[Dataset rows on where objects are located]

-- Start --

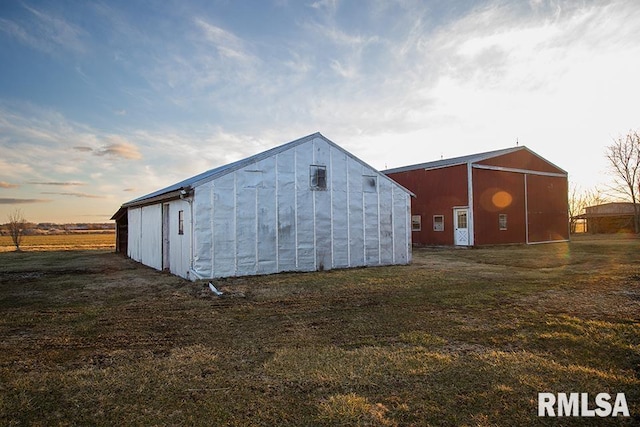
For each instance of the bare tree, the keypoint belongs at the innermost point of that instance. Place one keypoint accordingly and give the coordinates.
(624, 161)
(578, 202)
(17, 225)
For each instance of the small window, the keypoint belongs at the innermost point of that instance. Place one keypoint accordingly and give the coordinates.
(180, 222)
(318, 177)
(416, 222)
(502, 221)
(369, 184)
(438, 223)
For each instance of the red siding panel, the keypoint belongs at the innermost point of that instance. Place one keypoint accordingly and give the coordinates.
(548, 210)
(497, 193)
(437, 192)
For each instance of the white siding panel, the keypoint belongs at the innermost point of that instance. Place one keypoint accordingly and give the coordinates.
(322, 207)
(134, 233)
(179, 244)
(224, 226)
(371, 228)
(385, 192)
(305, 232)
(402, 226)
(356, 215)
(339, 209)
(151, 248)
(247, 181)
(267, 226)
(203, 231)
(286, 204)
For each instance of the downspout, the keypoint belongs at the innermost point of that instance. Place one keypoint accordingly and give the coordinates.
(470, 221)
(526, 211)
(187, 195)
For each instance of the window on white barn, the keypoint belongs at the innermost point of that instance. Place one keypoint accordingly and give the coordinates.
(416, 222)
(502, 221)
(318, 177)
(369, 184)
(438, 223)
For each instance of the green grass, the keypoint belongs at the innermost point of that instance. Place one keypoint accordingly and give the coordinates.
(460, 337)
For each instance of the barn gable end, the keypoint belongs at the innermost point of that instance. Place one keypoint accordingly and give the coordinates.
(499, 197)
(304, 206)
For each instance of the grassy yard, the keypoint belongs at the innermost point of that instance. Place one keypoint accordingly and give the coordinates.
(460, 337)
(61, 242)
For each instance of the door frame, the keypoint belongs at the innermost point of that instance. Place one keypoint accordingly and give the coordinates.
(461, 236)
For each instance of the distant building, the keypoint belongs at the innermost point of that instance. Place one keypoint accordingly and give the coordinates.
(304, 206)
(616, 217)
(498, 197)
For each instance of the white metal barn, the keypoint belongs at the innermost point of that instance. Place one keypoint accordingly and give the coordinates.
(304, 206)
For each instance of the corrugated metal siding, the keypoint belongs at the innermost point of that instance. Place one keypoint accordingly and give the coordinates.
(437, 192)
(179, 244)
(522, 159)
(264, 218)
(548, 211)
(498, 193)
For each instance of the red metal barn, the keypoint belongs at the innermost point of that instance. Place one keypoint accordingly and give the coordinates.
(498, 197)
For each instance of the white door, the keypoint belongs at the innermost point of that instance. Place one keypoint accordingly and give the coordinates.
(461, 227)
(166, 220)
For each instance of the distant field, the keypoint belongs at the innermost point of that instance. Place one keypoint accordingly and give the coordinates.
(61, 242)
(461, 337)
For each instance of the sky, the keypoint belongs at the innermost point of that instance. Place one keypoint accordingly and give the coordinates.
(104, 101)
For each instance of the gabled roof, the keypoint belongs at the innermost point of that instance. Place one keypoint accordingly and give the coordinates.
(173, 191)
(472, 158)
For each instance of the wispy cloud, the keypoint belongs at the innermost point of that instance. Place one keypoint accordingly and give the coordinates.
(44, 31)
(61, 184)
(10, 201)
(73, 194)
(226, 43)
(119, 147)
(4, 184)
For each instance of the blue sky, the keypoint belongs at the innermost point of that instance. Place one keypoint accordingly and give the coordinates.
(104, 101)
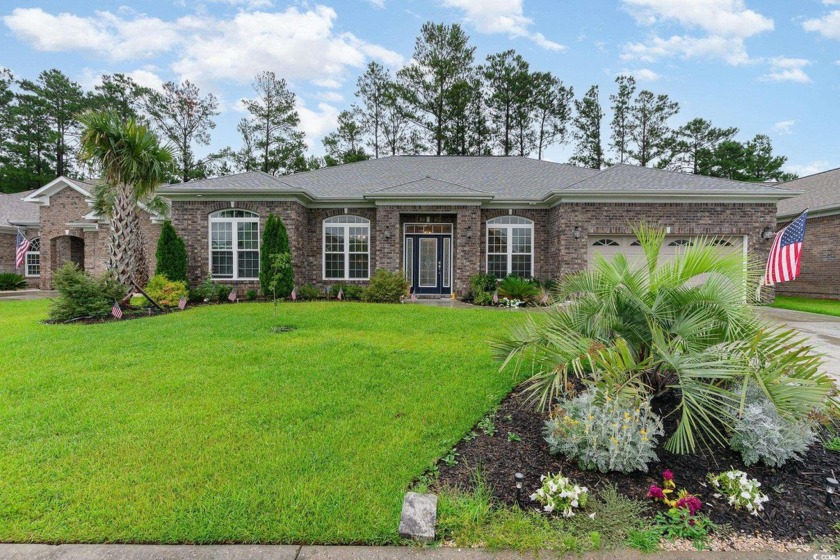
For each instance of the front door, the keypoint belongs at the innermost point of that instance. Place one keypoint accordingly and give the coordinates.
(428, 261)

-- End --

Copy the material verbatim, from the line containing "For each instance of the sky, the" through the end of the material. Omit the pictures from your copy.

## Result for this exercise
For each instance of the sky, the keypoint belongs at the innermost point of that instance. Place one keypoint accordingly and give the coordinates.
(104, 101)
For each instance of the gabled roof, the keypoint belongs at the innermost point of that instance. Place one keypoint accordingly and give the coordinates.
(173, 191)
(472, 158)
For each instance of the wispy cloud, the keypoint belongs at the innermost point of that instance. Place one keypoint accordingly and give the coordinates.
(44, 31)
(61, 184)
(10, 201)
(73, 194)
(226, 43)
(119, 147)
(4, 184)
For each instance of the blue sky, the keypoint belongs at the innermost point of that instance. Place one keypoint accordingly and give the coordinates.
(104, 101)
For each instance of the front door, the keypoint belongs at the innermost point of that instance. Place one keypoint accordingly and give the coordinates.
(428, 261)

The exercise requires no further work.